━━ DATA PROVIDED ━━

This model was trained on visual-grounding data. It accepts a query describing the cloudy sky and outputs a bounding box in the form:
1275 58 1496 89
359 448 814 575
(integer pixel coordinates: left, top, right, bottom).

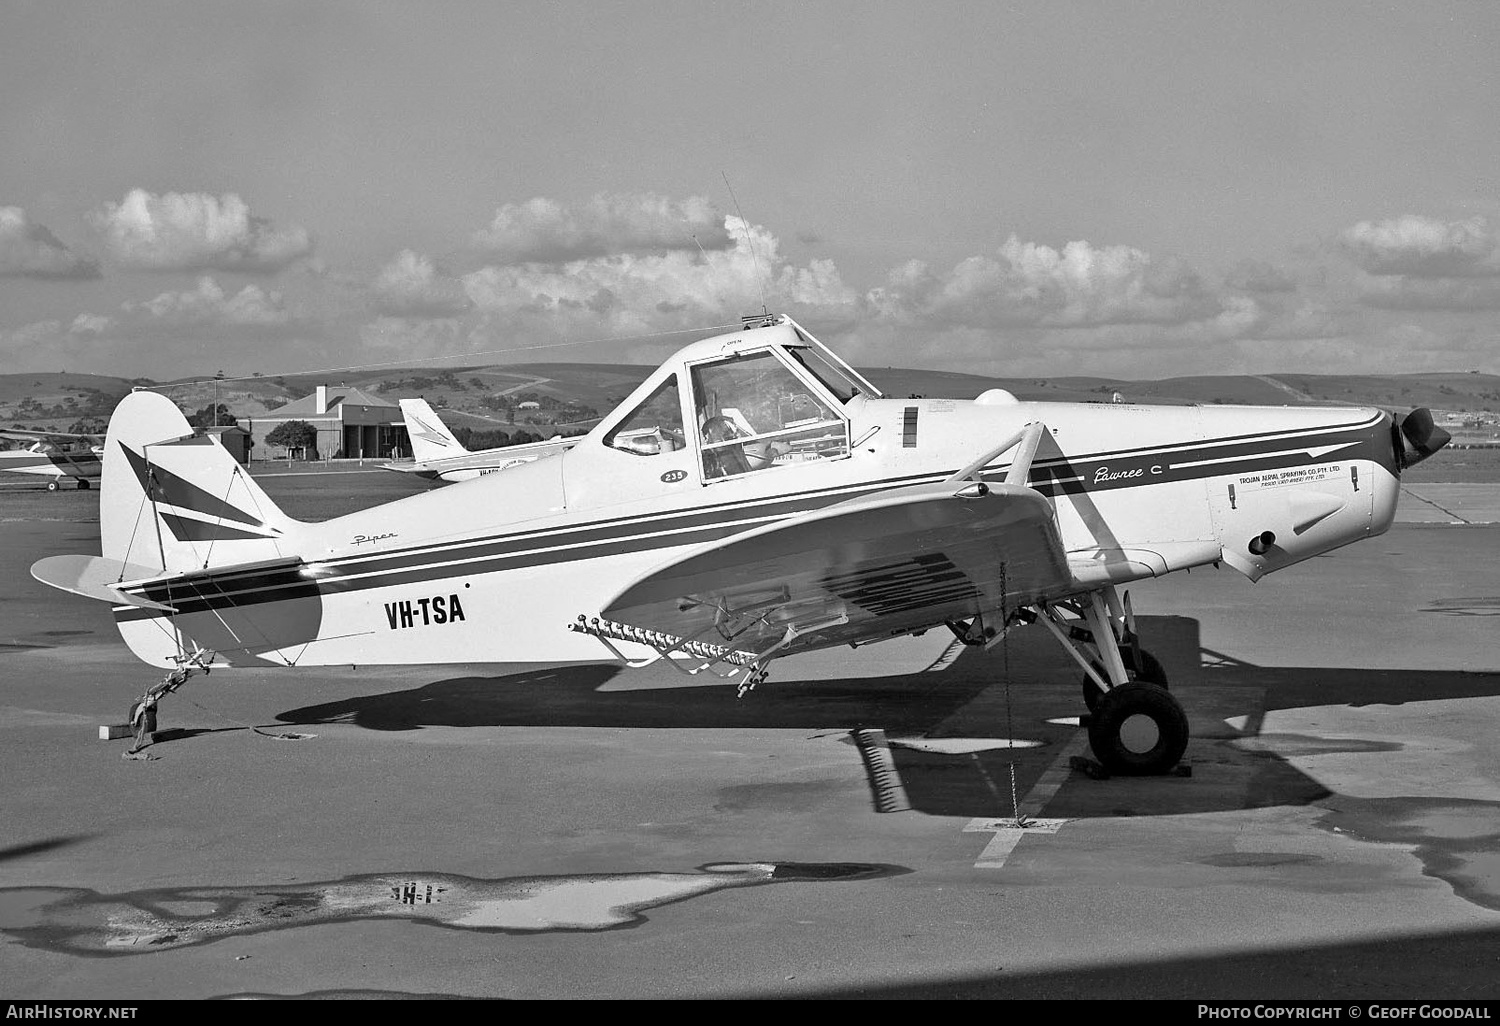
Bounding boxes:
2 1 1498 382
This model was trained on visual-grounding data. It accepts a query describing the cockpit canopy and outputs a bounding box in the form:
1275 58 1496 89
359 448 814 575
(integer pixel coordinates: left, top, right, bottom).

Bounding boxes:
597 317 876 483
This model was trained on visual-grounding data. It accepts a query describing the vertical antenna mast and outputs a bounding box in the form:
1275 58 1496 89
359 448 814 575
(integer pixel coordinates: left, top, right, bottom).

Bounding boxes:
722 172 769 319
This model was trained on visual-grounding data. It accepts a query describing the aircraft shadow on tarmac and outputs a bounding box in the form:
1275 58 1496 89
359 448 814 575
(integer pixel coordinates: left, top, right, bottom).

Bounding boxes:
0 836 97 864
269 614 1500 823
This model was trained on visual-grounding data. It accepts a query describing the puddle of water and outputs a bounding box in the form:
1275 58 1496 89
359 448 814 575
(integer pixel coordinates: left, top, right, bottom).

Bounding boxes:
1200 853 1322 868
1447 851 1500 894
1398 805 1500 841
1319 797 1500 913
0 862 904 956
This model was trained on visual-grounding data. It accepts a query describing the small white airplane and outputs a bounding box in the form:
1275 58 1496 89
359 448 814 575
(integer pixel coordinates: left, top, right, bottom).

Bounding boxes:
0 429 104 490
32 315 1449 775
381 396 577 484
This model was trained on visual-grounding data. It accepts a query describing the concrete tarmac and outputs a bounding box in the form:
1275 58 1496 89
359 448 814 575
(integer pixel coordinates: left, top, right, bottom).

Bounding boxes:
1 474 1499 1000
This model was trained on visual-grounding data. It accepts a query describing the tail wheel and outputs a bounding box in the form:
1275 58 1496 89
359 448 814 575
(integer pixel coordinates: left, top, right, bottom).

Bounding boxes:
130 703 158 735
1086 682 1188 776
1082 645 1166 712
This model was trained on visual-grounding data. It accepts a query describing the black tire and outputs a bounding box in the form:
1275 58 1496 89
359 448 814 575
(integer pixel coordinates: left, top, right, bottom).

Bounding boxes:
1082 645 1166 712
77 479 90 490
46 480 59 492
1086 681 1188 776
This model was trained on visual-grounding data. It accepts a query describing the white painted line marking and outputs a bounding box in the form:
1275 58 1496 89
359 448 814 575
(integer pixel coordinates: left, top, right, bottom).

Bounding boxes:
964 732 1088 869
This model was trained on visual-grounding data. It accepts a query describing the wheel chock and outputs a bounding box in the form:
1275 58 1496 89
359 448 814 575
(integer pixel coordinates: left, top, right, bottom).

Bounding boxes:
98 724 133 741
1069 755 1111 780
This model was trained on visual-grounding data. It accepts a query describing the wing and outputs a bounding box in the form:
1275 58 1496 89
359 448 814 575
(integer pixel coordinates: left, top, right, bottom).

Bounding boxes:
0 429 100 445
590 480 1071 666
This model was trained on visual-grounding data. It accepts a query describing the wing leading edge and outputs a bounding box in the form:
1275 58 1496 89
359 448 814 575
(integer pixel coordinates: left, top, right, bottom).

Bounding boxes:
588 479 1071 668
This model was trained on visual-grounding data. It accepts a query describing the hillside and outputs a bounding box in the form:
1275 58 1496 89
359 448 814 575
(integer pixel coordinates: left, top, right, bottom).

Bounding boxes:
3 362 1498 444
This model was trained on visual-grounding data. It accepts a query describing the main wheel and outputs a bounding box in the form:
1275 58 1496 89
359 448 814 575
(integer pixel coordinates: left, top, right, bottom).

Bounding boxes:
1086 681 1188 776
77 479 90 490
1082 645 1166 712
46 480 60 492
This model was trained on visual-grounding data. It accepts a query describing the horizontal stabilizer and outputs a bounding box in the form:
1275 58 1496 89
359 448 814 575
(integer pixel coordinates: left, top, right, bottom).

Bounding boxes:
31 555 178 610
118 554 305 592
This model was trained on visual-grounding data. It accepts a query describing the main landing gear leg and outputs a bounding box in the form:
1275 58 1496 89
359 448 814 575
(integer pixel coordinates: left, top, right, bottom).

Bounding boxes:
1034 587 1188 776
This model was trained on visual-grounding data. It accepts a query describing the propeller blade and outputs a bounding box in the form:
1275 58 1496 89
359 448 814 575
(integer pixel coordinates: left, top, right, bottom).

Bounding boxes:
1393 408 1452 469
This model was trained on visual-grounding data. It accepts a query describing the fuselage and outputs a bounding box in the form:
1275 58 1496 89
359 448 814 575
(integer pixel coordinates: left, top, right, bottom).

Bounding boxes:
0 445 101 482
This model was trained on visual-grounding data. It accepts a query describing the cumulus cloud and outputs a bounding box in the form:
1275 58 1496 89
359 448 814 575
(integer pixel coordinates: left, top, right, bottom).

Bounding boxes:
1224 258 1298 293
1358 276 1500 311
472 193 732 264
1340 214 1500 278
0 317 127 374
124 276 289 326
864 236 1235 331
69 313 116 335
358 316 470 361
0 275 316 376
461 214 856 340
370 250 473 318
91 189 312 273
0 207 100 279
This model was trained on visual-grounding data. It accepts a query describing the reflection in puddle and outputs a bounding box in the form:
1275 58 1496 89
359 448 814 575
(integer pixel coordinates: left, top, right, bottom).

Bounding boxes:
1318 797 1500 912
0 861 904 956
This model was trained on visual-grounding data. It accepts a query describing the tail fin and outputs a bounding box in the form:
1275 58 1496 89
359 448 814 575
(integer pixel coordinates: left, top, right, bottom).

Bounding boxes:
400 397 468 462
102 390 301 574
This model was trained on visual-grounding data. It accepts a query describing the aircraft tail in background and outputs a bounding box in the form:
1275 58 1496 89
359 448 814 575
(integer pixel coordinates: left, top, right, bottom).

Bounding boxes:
400 397 468 462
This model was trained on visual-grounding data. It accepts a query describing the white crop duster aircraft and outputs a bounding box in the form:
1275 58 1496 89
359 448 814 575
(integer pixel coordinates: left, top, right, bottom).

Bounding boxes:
32 316 1449 775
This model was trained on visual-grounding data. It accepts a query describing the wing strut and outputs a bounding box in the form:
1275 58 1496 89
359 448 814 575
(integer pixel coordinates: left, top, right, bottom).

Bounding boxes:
947 421 1046 487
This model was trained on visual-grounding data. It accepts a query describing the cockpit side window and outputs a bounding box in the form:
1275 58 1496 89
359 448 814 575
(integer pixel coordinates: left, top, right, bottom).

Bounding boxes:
689 351 850 480
602 375 685 457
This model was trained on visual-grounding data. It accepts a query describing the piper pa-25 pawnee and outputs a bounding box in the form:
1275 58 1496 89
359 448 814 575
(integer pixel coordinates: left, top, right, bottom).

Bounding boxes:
32 314 1450 775
381 396 577 484
0 429 103 491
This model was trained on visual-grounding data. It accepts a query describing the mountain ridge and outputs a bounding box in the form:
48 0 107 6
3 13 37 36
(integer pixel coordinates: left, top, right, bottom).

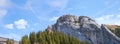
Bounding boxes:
0 37 19 44
46 15 120 44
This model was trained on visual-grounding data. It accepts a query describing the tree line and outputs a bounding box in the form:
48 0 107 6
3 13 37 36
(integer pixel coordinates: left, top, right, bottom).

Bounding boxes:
19 30 89 44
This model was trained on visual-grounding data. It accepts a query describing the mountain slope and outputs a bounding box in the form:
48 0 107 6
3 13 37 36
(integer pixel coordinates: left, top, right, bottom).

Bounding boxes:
105 25 120 30
47 15 120 44
105 25 120 37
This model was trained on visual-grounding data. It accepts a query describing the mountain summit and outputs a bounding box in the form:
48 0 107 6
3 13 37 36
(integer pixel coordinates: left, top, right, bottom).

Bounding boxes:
46 15 120 44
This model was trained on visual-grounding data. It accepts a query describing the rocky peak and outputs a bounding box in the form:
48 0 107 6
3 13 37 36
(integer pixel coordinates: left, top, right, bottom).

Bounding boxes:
79 16 95 23
57 15 96 24
46 15 120 44
57 15 78 24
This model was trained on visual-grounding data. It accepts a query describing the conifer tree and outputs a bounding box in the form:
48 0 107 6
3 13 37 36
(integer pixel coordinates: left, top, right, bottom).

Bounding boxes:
6 39 14 44
21 35 30 44
29 32 38 44
21 30 89 44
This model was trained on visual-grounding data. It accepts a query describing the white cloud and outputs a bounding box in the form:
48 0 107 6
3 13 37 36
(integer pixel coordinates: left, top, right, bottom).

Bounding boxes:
0 33 21 41
47 0 68 8
4 19 28 29
0 9 7 18
14 19 28 29
22 0 37 15
95 15 120 25
0 0 8 8
49 16 59 21
95 15 114 21
116 15 120 18
0 0 12 18
5 24 14 29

━━━

BRIEF: Reproduce each line of the entries in which the word "white" is found.

ANSWER TO THIS TASK:
This model was trained on visual-grounding data. It accepts a query describing the small white airplane and outputs a bounding box in the form:
This model was trained on visual-grounding data. It accepts a query describing the white painted line marking and outputs a bounding box in the form:
This model was trained on visual-grounding data. It accepts a query describing the white crop duster aircraft and outputs a bounding box in the form:
This model was trained on visual-grounding data. It accepts a query describing the white cloud and outputs a bounding box in the form:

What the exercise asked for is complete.